What the exercise asks = Quote all of the material below word for word, leaving out the pictures.

Data extract =
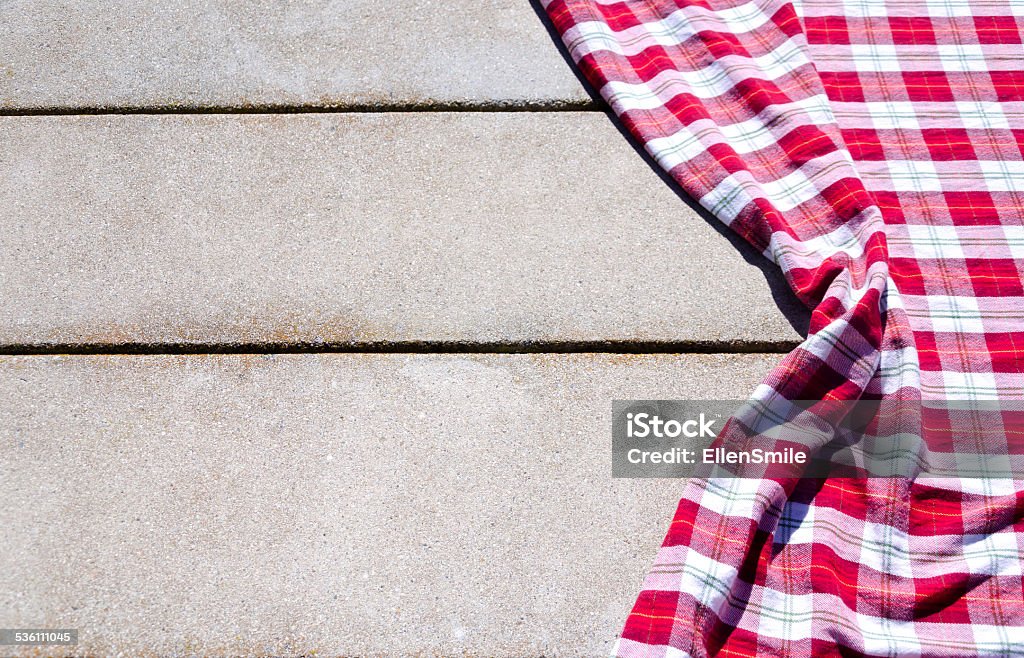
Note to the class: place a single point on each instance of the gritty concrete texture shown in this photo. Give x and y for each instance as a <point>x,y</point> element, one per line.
<point>342,228</point>
<point>355,505</point>
<point>201,53</point>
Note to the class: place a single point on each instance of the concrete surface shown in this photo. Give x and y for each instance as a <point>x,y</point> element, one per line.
<point>197,53</point>
<point>355,228</point>
<point>343,505</point>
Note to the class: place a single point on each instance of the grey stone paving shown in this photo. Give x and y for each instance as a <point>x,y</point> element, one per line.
<point>476,227</point>
<point>348,505</point>
<point>194,53</point>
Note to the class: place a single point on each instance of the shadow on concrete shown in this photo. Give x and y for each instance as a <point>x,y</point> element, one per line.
<point>792,308</point>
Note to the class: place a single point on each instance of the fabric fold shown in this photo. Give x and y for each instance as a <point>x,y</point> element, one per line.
<point>764,112</point>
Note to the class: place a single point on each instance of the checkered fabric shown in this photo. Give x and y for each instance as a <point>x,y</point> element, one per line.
<point>872,149</point>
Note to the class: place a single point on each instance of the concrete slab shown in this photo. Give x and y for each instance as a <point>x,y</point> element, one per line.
<point>358,228</point>
<point>332,505</point>
<point>344,53</point>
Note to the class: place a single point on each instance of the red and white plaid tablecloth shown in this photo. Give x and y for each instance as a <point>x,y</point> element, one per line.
<point>872,149</point>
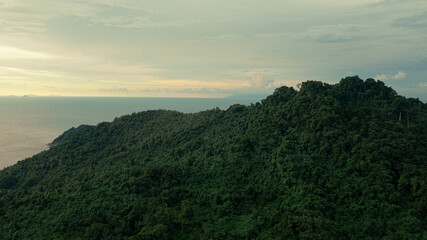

Response for this exercise =
Note to the class: place a single point on each instance of the gritty concrete texture shown in this photo. Give x and y for each instance as a <point>x,y</point> element, one per line.
<point>342,228</point>
<point>355,505</point>
<point>201,53</point>
Note to the class: place a single point on each instance of the concrete surface shown in this photo. Give x and y for each instance as a <point>x,y</point> element, one per line.
<point>197,53</point>
<point>355,228</point>
<point>343,505</point>
Note to the class: place a single point on each instance of the grey stone paving shown in this photo. Give x and y for each instance as a <point>x,y</point> element, one per line.
<point>476,227</point>
<point>348,505</point>
<point>194,53</point>
Note to the class: place a single point on each instance of the shadow on concrete shown in this photo. Give x and y for each instance as a <point>x,y</point> element, one per line.
<point>792,308</point>
Note to the class: place a single point on each instance of the fabric fold shown in this photo. Give x and y for each instance as a <point>x,y</point> element, one per line.
<point>764,112</point>
Note to the class: place a single point on each instance of the checkered fabric shown in this photo. Give x and y for each instance as a <point>x,y</point> element, one per line.
<point>872,149</point>
Note to the class: place a single point on each instance of the concrete slab shown in this photo. Give x and y for each instance as a <point>x,y</point> element, one per line.
<point>358,228</point>
<point>332,505</point>
<point>344,53</point>
Note to the class: place a single point on each instance of the red and white plaid tablecloth shown in this photo. Give x and y for each instance as a <point>x,y</point> element, one per line.
<point>872,149</point>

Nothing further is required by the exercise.